● Texto extraído:
Así lo reconocen desde hace décadas las voces liberales de Israel, como Ari Shavit, que en Mi tierra prometida –su reciente libro, esclarecedor y doloroso– documenta puntualmente casos como el de la aldea palestina de Lydda, arrasada en 1948, asiento actual del aeropuerto de Lod. El libro de Shavit constituye una admisión de responsabilidad moral desconocida por la derecha israelí (hoy predominante), e implica una voluntad resuelta de llevar a cabo las concesiones necesarias que conduzcan a la creación de un Estado palestino. Pero todo ello exige una contraparte, no menos resuelta: el reconocimiento definitivo de la existencia legítima del Estado de Israel y la garantía plena de su seguridad. Esa era hace apenas unos años la posición de la mayoría de los israelíes. Esa es la firme posición de escritores como Amos Oz y David Grossman. Esa es mi opinión.

Mi toma de conciencia sobre los trágicos destinos de Israel y Palestina ha sido larga y difícil. En julio de 1977 escribí para Vuelta la reseña de Jerusalén, ida y vuelta de Saul Bellow. Aquel libro desolador concluía con una pesadilla: Israel podía no ser más que un espejismo, una construcción febril y efímera, el último campo de concentración. Yo no descarté entonces –ni ahora– esa visión terrible pero había otra pesadilla no hipotética, apenas visible: la de los refugiados palestinos. Existían dos narrativas –dos verdades– irreconciliables. Si Israel había sido la única tabla posible de salvación para una parte sustantiva de un pueblo destinado a extinguirse, los palestinos tenían razón en negarse a pagar la cuenta de un desastre que ellos no causaron. Si se quería evitar el infinito derramamiento de sangre, había que buscar una salida práctica a la situación o ponerla –como insinuaron a Bellow algunos científicos israelíes, convertidos súbitamente a la religión– en manos de un responsable anterior: de Dios.

Pero Dios no era el responsable de esa situación, y poner en sus manos la solución fue lo que agravó el problema. Gershom Scholem –el gran estudioso de la Cábala– se negó a esa dimisión política y moral. Como muchos miles de jóvenes judíos, había emigrado de Berlín a Palestina porque entendía que los judíos europeos tenían los días contados. Había fundado la Universidad Hebrea de Jerusalén en 1925 y desde entonces dedicó su vida al estudio de las corrientes místicas en el pensamiento judío. En una entrevista que traduje para Vuelta (“Los riesgos del mesianismo”, noviembre de 1980) este hombre extraordinario recordó su pertenencia –en los años veinte y principio de los treinta– al grupo Brit Shalom (Pacto de Paz) que había abogado por un eventual Estado binacional y una convivencia posible entre árabes y judíos. Creía que aquel había sido uno de esos raros “momentos plásticos” en los que, con imaginación, valor y buena fe, pudo intentarse lo que parecía imposible: “Entonces, quizá, pudimos tomar ciertas decisiones que hubiesen cambiado nuestras relaciones con los árabes. No hay duda de que cometimos varios errores... Pero después de Hitler no había otra prioridad que la de salvar a todos los judíos que fuera posible.”

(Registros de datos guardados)

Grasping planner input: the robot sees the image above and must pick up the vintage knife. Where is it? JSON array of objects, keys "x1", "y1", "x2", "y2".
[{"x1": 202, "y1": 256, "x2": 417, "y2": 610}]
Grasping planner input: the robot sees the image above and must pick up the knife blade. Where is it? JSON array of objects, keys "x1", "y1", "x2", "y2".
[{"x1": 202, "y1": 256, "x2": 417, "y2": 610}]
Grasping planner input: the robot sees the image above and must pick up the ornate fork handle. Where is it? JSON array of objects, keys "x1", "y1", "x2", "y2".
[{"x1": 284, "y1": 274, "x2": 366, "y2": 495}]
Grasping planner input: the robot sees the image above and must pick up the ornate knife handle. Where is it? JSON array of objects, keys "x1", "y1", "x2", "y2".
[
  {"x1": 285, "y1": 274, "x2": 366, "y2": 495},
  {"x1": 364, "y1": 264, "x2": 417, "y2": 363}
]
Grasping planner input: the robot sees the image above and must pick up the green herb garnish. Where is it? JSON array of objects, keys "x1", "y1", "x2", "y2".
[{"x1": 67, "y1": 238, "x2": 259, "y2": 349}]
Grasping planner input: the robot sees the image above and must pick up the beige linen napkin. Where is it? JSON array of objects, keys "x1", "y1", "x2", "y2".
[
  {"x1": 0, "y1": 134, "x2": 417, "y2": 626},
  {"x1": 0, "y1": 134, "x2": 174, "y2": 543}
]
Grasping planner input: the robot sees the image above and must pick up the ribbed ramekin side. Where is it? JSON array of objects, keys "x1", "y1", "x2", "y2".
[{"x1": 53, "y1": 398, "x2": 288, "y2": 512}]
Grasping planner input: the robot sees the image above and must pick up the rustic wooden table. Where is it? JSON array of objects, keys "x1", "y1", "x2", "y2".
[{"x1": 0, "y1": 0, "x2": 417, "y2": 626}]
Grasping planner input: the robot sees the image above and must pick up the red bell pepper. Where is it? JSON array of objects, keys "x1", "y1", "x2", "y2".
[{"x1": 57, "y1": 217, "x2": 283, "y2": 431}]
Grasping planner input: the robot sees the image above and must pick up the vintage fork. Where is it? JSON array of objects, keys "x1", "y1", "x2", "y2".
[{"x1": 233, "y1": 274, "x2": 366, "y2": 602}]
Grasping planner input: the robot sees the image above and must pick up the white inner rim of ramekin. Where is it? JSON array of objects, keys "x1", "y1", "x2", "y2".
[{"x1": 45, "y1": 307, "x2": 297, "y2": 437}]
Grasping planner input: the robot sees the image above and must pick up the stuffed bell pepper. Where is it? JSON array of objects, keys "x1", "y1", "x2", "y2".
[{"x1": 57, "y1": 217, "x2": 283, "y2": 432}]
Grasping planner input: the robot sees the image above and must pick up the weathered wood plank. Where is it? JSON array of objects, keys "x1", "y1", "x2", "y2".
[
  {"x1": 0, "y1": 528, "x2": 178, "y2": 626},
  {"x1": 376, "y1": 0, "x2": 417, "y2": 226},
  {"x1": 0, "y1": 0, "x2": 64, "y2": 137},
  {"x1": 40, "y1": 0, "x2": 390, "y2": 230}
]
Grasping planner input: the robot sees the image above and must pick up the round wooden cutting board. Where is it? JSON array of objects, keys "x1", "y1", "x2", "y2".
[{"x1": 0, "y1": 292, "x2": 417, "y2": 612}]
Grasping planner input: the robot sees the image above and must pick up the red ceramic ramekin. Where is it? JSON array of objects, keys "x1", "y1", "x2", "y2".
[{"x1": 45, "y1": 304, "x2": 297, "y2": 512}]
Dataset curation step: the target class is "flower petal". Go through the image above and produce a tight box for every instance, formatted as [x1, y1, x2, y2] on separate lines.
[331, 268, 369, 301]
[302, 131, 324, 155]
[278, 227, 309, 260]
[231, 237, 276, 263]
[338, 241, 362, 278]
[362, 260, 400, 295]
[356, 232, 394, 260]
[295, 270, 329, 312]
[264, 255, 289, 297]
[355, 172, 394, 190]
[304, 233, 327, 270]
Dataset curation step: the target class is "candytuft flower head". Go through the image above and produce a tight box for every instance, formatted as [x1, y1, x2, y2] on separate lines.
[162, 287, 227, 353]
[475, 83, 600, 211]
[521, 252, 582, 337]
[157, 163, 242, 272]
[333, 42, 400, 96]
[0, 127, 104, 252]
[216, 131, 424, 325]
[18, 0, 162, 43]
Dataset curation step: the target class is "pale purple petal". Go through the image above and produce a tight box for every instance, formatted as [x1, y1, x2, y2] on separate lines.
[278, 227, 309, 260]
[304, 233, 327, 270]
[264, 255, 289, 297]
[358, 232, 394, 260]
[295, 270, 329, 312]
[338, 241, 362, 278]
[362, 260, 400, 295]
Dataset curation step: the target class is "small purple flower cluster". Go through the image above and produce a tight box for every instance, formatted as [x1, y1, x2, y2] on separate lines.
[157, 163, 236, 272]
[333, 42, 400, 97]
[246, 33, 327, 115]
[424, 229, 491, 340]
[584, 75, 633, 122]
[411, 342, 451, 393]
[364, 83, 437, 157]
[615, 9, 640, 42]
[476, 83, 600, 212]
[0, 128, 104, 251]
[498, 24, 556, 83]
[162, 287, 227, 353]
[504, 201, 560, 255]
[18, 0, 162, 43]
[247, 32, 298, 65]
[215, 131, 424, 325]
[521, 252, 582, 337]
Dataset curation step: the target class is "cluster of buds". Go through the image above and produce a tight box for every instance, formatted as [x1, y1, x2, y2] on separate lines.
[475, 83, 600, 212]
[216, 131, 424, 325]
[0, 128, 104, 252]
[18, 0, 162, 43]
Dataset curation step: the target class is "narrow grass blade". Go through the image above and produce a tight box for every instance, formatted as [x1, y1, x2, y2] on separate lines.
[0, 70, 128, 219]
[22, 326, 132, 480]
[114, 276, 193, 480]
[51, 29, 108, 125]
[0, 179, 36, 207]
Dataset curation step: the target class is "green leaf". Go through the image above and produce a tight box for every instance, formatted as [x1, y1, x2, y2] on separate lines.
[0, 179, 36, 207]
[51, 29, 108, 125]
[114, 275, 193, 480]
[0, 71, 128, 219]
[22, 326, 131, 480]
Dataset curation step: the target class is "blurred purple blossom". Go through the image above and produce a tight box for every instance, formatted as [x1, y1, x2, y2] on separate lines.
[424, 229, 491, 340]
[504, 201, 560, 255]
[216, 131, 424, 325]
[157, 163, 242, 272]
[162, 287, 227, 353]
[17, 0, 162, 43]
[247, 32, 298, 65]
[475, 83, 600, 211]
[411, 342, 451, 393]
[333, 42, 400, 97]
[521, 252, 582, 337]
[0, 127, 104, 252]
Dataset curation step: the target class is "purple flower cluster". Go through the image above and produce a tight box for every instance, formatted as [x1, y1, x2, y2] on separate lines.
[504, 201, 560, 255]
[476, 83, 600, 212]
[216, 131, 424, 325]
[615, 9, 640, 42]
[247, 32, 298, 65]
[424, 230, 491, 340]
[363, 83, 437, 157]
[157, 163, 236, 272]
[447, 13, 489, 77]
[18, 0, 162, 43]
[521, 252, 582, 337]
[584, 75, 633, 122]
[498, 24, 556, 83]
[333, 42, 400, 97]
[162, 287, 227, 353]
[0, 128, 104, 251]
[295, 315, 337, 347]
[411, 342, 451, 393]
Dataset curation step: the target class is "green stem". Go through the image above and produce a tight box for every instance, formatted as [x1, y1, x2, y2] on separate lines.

● Tareas del ejercicio:
A) Responde estas preguntas según el texto sobre Israel y Palestina:
(i) ¿En qué año fue arrasada la aldea palestina de Lydda?
(ii) ¿Qué libro de Saul Bellow se reseñó para Vuelta en julio de 1977?
(iii) ¿En qué año fundó Gershom Scholem la Universidad Hebrea de Jerusalén?
B) Enumera todas las personas a las que el texto sobre Israel y Palestina nombra por su nombre propio.
C) Prosigue el texto sobre Israel y Palestina a partir de su última oración.

● Resultados en orden:
A)
(i) En 1948.
(ii) Jerusalén, ida y vuelta.
(iii) En 1925.

B) Ari Shavit, Amos Oz, David Grossman, Saul Bellow, Gershom Scholem y Hitler.

C)
Décadas más tarde, Scholem había sido testigo y protagonista de otro de esos “momentos plásticos” que “pudieron transformar toda la situación”:

Fue después de la guerra de 1967. David Ben-Gurión sugirió entonces la devolución unilateral de todos los territorios ocupados con la única excepción de Jerusalén. Nadie sabe qué habría sucedido, pero pienso que la idea contenía una gran verdad. En agosto de 1967, inmediatamente después de la Guerra de los Seis Días, firmé una carta con otros seis intelectuales, opuesta a toda anexión territorial. Se necesitaba valor entonces para hacer eso. Pero quién puede decir lo que habría ocurrido. Ahora tenemos mucho menos libertad de acción.

A Scholem –conocedor de la fatal atracción que el mesianismo ha ejercido sobre los judíos– le preocupaba sobremanera la presencia del grupo radical Gush Emunim: “es también, sin duda, un grupo mesiánico. Utilizan citas bíblicas con propósitos políticos. Cada vez que el mesianismo se introduce en la política surgen los peligros y el único desenlace previsible es el desastre”.

Quizá el documento clave de mi tardía confrontación con los dilemas de Israel fue la publicación (también en Vuelta, en diciembre de 1981) de la carta abierta a Menajem Beguín titulada “La patria peligra”, que el historiador israelí Yaakov Talmón escribió semanas antes de morir. La política de asentamientos y la ocupación de los territorios palestinos en Gaza y Cisjordania constituían “un error fatal”: “El deseo de dominar e incluso gobernar una población extranjera hostil que difiere de nosotros en idioma, historia, economía, cultura, religión, conciencia y aspiraciones nacionales, es una tentativa de revivir el feudalismo [...] La combinación de sometimiento político y opresión nacional y social es una bomba de tiempo.”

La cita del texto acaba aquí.